Problem description> Copy the records below exactly, omitting any pictures they contain.

———

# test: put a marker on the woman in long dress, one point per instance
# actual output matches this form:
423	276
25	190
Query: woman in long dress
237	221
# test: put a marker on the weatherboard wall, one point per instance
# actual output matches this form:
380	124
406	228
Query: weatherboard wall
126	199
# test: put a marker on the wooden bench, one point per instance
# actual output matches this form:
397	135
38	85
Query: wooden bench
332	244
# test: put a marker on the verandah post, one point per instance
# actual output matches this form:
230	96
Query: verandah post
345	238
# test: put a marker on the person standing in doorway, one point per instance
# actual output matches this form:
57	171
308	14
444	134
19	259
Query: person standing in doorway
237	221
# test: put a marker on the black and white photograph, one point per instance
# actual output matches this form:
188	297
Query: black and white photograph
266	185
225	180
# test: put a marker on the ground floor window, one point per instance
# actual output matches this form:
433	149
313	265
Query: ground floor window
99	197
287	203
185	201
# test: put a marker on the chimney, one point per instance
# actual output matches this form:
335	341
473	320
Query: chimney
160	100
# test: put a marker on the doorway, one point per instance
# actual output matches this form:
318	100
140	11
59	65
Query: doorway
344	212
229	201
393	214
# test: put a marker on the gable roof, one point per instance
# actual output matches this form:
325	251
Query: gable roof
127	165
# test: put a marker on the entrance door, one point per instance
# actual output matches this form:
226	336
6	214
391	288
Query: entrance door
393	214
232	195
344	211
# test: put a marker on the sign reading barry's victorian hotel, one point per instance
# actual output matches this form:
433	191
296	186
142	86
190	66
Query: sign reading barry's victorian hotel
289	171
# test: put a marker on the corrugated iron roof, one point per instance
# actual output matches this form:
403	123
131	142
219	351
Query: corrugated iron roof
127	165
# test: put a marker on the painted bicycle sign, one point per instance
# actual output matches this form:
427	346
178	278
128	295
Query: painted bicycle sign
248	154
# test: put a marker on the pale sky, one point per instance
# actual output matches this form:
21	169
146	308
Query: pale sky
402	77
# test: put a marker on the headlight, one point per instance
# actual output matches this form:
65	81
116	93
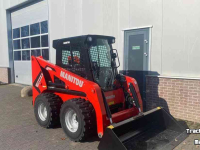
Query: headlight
113	40
89	39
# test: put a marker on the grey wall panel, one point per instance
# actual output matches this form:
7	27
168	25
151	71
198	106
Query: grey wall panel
35	13
181	35
144	13
123	23
4	61
24	73
64	20
92	17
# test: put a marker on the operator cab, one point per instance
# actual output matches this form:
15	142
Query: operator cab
90	56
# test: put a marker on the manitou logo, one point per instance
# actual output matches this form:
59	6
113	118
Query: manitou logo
71	79
39	80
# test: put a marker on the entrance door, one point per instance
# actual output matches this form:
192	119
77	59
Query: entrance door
30	37
136	56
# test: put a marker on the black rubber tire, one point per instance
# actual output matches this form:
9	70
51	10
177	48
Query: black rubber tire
53	104
86	119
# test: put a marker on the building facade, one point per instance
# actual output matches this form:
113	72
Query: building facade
157	41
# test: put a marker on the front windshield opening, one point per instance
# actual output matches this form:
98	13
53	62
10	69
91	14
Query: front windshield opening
101	63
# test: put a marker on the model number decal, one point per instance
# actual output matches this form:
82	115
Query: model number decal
72	79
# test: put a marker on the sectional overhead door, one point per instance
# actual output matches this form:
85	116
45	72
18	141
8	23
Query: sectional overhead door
30	37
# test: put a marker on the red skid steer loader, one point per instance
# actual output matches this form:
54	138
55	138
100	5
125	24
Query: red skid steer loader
85	93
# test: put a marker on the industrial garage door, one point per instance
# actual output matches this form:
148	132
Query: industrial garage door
30	37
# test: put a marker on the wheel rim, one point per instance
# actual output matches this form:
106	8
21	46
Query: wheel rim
42	112
71	120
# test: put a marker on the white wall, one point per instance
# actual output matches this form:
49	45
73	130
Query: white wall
175	33
4	53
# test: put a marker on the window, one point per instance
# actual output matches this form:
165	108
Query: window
16	44
26	55
31	40
44	27
25	43
35	29
45	54
35	42
44	40
25	31
17	55
36	52
16	33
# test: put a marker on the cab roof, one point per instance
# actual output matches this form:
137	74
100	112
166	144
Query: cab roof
77	40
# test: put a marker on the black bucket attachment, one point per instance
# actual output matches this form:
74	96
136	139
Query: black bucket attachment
154	130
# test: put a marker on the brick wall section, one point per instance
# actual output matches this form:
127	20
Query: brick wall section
4	75
181	97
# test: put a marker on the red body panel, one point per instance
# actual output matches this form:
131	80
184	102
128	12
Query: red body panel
43	71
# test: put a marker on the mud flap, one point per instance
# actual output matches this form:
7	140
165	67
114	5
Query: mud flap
154	130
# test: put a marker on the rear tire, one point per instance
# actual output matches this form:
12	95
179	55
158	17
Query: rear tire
47	109
78	119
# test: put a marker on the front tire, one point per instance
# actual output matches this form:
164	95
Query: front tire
47	109
78	119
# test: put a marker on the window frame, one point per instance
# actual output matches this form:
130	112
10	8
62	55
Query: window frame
29	37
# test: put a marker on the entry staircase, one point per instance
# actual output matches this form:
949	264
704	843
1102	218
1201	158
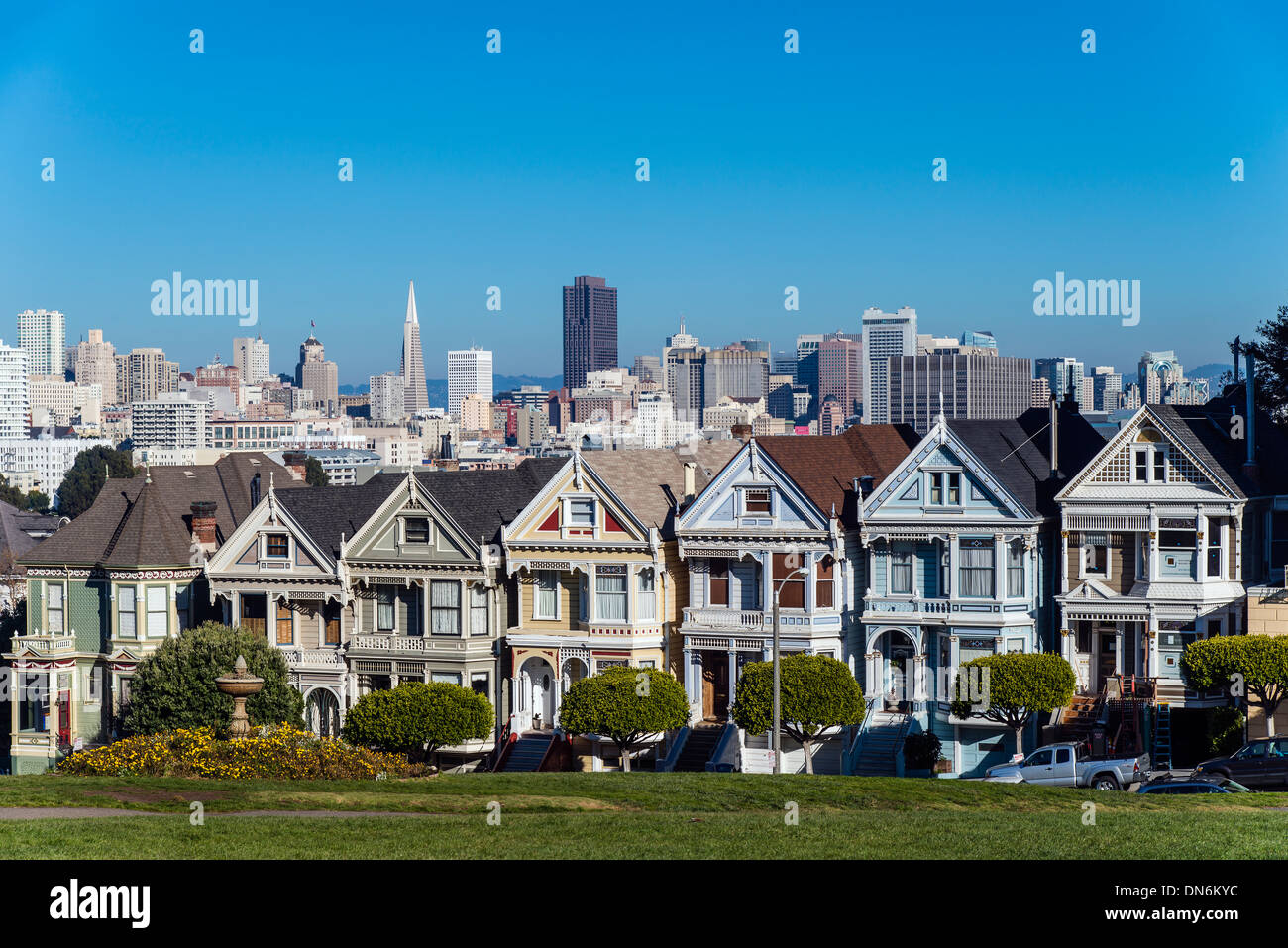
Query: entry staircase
883	740
526	754
698	747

———

Written reply>
# test: put a marker on the woman in long dress, one point per instance
# actual output matches this form:
423	276
25	190
Query: woman in long dress
237	221
# test: put a marker on the weatherboard wall, one point per instance
# actual output matches this form:
380	124
406	228
Query: weatherboard wall
126	199
# test: put a marker on the wooden bench, one point per instance
# actual output matches this form:
397	135
38	85
Query: wooden bench
332	244
# test: put a marker on the verandah post, one point per instance
# actual output matches this form:
230	96
Query: verandah post
345	238
# test: put a marker on the person standing in doorway, one point per instance
# actual output matches this form:
57	171
308	14
444	134
19	259
Query: person standing in doorway
237	221
# test: put a marker on the black and white photograph, one point per instance
# actual output matches this form:
188	297
Query: black and white photograph
266	185
225	180
# test: put a marker on the ground floor window, one point per instance
# actual output matches this form:
433	149
313	265
Query: ground floor window
99	197
287	203
185	201
# test: put a marker on the chimney, one point per instance
# actual output matches this form:
335	341
473	320
Query: chimney
160	100
# test: put a marker on the doorway, one point per instance
# actual output matches this form:
318	100
140	11
59	65
Query: doorway
344	212
229	201
393	214
# test: put a marker on the gable roof, one point per instance
# actual output matches this form:
325	251
Query: gable roof
127	165
# test: put a marker on the entrance door, one point per instance
# actual output matches this form:
226	336
6	214
391	288
Query: entrance door
393	214
232	195
344	211
# test: put a marker on the sign reading barry's victorian hotel, one point per instance
# actual output matches this form:
433	191
296	186
142	86
190	66
Query: sign reading barry's victorian hotel
289	171
# test: put a marker on the corrugated iron roof, one point per instance
# actual output matches this form:
403	123
131	142
219	351
Query: corrugated iron roof
127	165
# test: put a marker on the painted bicycle sign, one point per instance
# actual output matches this form:
427	346
178	278
128	295
Query: painted bicycle sign
248	154
# test: put a marker on the pale sky, one point per instance
# actual output matches this form:
21	169
146	308
Query: pale sky
402	77
# test: put a marker on the headlight, one point per instance
# actual output matches this form:
65	81
116	93
Query: headlight
113	40
89	39
# test: put a marker on the grey wall panel, one point per instance
# actual output matches this form:
7	27
168	25
151	71
198	106
Query: grey wall panel
35	13
181	35
144	13
123	23
4	61
24	73
64	20
92	17
# test: put a marker on the operator cab, one point per instance
# actual output matches this form:
15	142
Query: operator cab
90	56
# test: put a marker on the manitou logo, one point per instance
# actual output matches this form:
59	6
113	118
Query: manitou logo
71	79
39	80
# test: put a marker on the entrance door, one point per instance
# actual output matches this form:
192	119
77	59
Query: entrance door
30	37
136	56
# test: put a marker on the black rubber tire, one point per instance
# actual output matches this form:
9	70
51	10
177	48
Query: black rubber tire
53	104
86	119
# test: put a marker on the building facade, one point per instance
# actual output matches this form:
113	72
Query: building facade
157	41
# test: put a marker on the front windshield opening, one point per instance
# actual output matches this form:
98	13
53	62
10	69
91	14
Query: front windshield opening
101	63
# test: put a marker on the model number decal, one point per instance
# actual output matches this form:
82	115
Query: model number decal
72	79
# test: put a marker on the sectional overhead door, one point per instance
# actual output matches this form:
85	116
45	72
18	141
8	23
Query: sectional overhead door
30	37
# test: put a marker on the red skid steer loader, one point per instance
# actual output matches this form:
54	138
55	138
100	5
125	24
Query: red skid steer loader
85	93
# test: put a marker on the industrial garage door, one point per instance
# actual output matches this form:
148	132
Query: industrial garage door
30	37
# test: put a marker on the wheel rim, one point per instance
# actual output matches this form:
106	8
21	46
Query: wheel rim
42	112
71	120
# test: put a marker on the white wall, one point per instance
# actual output matches this form:
49	45
73	130
Query: white wall
175	33
4	53
# test: put a marker on the window, one point per instance
# actual output matches this form:
165	108
Query: window
16	44
26	55
31	40
44	27
25	43
35	29
45	54
35	42
44	40
25	31
17	55
36	52
16	33
# test: put a marker on the cab roof, one point per instance
# actual output matches this form:
137	74
100	112
166	144
Query: cab roof
77	40
# test: put a marker on the black bucket attachment, one point per instance
# actual output matches this form:
74	96
136	139
Query: black bucket attachment
154	130
# test: put a marker on the brick wall section, one point per instance
# actual output matches this form:
127	20
Query: brick wall section
4	75
181	97
# test: put a marker on the red body panel, one point per instance
# actual output matches this form:
131	80
184	102
128	12
Query: red body panel
43	71
# test: put a marker on the mud flap, one point per instance
# actual output matches this form:
7	140
165	67
114	5
Query: mud flap
154	130
# test: put a marker on the rear tire, one point per instance
# actual output matches this form:
12	95
179	55
158	17
Query: rear tire
47	109
78	119
# test: put a marker on the front tire, one point per instance
# actual output matches this form:
164	95
Query: front tire
47	109
78	119
# test: put a marker on the window frame, one point per instance
# actual output matches this form:
130	112
10	8
62	55
Query: window frame
29	37
# test: put a marker on the entry staircase, one point per instance
# actual output matches this form:
949	264
704	843
1102	218
1201	158
Query: entry staircase
883	740
526	754
698	747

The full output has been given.